→ EXERCISE TASK
Print the complete set of entries exactly.

+---+

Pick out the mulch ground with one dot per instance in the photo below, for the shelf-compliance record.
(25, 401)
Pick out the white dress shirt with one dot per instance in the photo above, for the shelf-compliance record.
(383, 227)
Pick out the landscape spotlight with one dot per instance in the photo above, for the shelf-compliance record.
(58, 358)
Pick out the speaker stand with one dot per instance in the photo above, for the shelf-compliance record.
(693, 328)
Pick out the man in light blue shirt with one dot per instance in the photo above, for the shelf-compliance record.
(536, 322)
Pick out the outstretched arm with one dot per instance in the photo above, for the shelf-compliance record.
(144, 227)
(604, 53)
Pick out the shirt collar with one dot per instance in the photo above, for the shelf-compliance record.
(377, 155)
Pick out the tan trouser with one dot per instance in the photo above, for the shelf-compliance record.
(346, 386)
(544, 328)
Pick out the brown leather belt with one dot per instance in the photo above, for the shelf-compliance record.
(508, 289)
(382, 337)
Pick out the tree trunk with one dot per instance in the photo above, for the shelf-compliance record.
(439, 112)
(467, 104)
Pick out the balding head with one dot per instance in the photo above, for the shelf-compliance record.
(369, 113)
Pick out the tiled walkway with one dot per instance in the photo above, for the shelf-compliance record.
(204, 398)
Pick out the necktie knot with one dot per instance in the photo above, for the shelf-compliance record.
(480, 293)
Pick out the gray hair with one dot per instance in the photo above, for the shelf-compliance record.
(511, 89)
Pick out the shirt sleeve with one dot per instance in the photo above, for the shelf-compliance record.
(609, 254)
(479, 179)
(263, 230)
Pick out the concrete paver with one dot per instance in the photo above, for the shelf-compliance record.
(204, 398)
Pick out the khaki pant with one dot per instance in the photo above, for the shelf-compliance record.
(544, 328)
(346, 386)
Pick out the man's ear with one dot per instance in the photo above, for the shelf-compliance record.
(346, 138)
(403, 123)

+---+

→ TASK ANSWER
Pick out the mulch ground with one dot per instance in the photo below, for the shelf-compliance record.
(25, 401)
Pick out the white dress shirt with one dot per instance in the photo above, for the shelf-compliance record.
(383, 227)
Pick out the landscape spotlight with one dot per instance in the photo above, for the shelf-compliance record.
(58, 358)
Pick out the speaker stand with one dot per instance in the photo above, for the shelf-compliance record.
(693, 328)
Pick out the man in light blue shirt with one dot per instance in the photo above, for the shelf-compliance record.
(536, 322)
Pick out the outstretched arm with one dot per instance in the photo above, for the shelf-compliance record.
(144, 227)
(604, 53)
Pick out the shirt collar with one dot per instance in the photo above, for the shelf-compliance record.
(377, 155)
Pick out the tan trouser with one dot per instance in the photo above, for the shelf-compliance record.
(346, 386)
(544, 328)
Pick out the brown leather belt with one dot per instance in the photo above, for the shelf-compliance record.
(508, 289)
(382, 337)
Pick out the tree trunk with one dot per instance in the photo above, for the shelf-compliance record.
(439, 112)
(467, 104)
Pick out the balding head with one dot per instance in the photo above, for the shelf-compliance record.
(369, 113)
Pick out the tiled walkway with one dot per instance in the photo above, for the shelf-compliance record.
(204, 398)
Pick out the necktie knot with one dot per instance in the photo above, for the shelf-compliance record.
(480, 293)
Pick out the gray hair with one dot per instance in the photo above, for the shelf-compliance record.
(511, 89)
Pick out the shirt sleeve with one dot per instance in the photo above, for the shelf-compliance record.
(609, 254)
(479, 179)
(263, 230)
Pick out the concrete paver with one dot per instance in the photo above, for the shelf-compliance record.
(204, 398)
Pick out the khaki pant with one dot per instance in the photo above, for the shelf-compliance record.
(544, 328)
(346, 386)
Pick out the man's ear with one dot per instance in the photo above, for the shelf-compliance record.
(346, 138)
(403, 123)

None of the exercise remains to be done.